"Rock and Roll" is a song by English rock band Led Zeppelin, which was first released as the second track from the band's fourth album in 1971. The song includes a guest appearance by the Rolling Stones pianist Ian Stewart. In 1972 Robert Christgau called it "simply the most dynamic hard-rock song in the music."

Recording
According to guitarist Jimmy Page, "Rock and Roll" developed from a spontaneous jam session, while the band were trying to finish recording "Four Sticks", at the Headley Grange mansion they had rented in Hampshire, England. John Bonham began by playing the drum introduction from the Little Richard song "Keep A-Knockin'" to which Page added a Chuck Berry-style guitar riff.  The tapes were rolling and fifteen minutes later the basis of the song was completed. The song is performed in the key of A at a relatively fast tempo of 170 beats per minute.

Reception
Cash Box described it as a "rip-apart performance of one of best r&r revivalist tunes ever." In 2019, Rolling Stone ranked the song number 9 on its list of the 40 greatest Led Zeppelin songs.

* * * * * * * * *

### [What you will do]
(a) According to the article on the song "Rock and Roll," what tempo is the song performed at?
(b) Pick up the article on the song "Rock and Roll" after its last sentence and continue it.
The data after this point is not needed.

* * * * * * * * *

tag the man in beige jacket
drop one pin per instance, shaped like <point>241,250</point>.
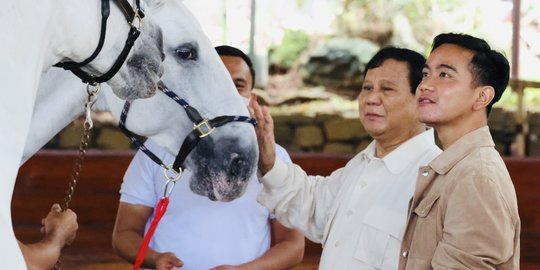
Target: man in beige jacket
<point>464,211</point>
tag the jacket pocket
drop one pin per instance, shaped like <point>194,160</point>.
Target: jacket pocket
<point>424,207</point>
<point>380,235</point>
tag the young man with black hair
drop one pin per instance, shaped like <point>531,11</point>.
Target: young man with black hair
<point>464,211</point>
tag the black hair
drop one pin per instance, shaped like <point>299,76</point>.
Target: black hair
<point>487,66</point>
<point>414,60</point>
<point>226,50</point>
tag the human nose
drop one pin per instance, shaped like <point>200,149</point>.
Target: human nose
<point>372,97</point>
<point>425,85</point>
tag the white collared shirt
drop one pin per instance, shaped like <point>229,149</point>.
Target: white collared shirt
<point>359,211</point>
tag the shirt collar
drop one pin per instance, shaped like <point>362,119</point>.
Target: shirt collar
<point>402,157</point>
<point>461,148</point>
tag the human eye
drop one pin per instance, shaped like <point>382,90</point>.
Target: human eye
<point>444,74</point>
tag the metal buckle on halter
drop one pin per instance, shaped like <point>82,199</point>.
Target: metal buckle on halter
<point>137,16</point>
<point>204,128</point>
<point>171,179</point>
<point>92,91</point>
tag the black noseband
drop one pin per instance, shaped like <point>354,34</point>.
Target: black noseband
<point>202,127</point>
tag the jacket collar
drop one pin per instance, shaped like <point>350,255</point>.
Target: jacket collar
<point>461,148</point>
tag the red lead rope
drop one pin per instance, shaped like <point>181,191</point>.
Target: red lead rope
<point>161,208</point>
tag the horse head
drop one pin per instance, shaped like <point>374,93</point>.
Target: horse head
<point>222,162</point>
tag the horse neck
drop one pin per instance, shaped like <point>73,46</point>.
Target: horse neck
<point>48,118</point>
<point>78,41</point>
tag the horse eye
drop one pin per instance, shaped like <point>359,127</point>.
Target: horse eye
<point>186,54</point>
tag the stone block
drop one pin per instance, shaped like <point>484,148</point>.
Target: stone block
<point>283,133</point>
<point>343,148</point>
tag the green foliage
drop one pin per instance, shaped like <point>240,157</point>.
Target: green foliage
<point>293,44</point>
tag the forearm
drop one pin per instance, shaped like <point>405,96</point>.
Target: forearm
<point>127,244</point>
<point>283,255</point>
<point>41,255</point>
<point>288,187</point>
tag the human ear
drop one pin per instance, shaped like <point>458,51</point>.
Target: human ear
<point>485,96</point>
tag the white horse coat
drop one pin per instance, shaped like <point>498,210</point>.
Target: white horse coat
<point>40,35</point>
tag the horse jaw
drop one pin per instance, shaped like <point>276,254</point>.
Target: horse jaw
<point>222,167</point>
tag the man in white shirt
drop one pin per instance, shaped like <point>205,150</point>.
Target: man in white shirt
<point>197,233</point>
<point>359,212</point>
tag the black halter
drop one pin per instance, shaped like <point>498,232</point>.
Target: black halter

* * * * * * * * *

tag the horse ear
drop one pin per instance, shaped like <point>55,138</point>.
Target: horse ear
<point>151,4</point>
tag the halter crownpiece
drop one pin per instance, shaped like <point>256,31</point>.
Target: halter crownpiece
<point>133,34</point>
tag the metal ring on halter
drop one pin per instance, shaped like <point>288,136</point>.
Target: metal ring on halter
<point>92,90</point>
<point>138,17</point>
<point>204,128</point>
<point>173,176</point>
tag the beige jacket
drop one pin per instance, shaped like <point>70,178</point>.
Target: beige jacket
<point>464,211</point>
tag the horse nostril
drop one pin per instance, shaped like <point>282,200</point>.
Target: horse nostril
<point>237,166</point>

* * * * * * * * *

### [Results of the exercise]
(a) 170 beats per minute.

(b)
Live performances
"Rock and Roll" was a key component of the band's setlist at Led Zeppelin concerts from 1971 on. Initially, Plant referred to it on stage as "It's Been A Long Time", which is the first line of the song. In 1972 it was elevated to the opening number of all concert performances and it retained this status until 1975. For the band's 1977 North American tour, it became part of a medley encore with "Whole Lotta Love", and during 1979 and 1980 it became an encore in its own right.

Cadillac advertising
In 2001, "Rock and Roll" became the first Led Zeppelin song to be licensed for commercial use, when American car maker Cadillac featured it in television advertising. Plant commented:

As well as earning Led Zeppelin a large licensing fee, the advertising campaign increased Cadillac sales by 16 percent in 2002.

Charts

Certifications

Accolades

See also
List of cover versions of Led Zeppelin songs – "Rock and Roll" entries

References

External links
"Rock and Roll" live in New York 1973 at Ledzeppelin.com

Songs about rock music
1971 songs
1972 singles
Atlantic Records singles
Led Zeppelin songs
British rock-and-roll songs
Song recordings produced by Jimmy Page
Songs written by Jimmy Page
Songs written by Robert Plant
Songs written by John Paul Jones (musician)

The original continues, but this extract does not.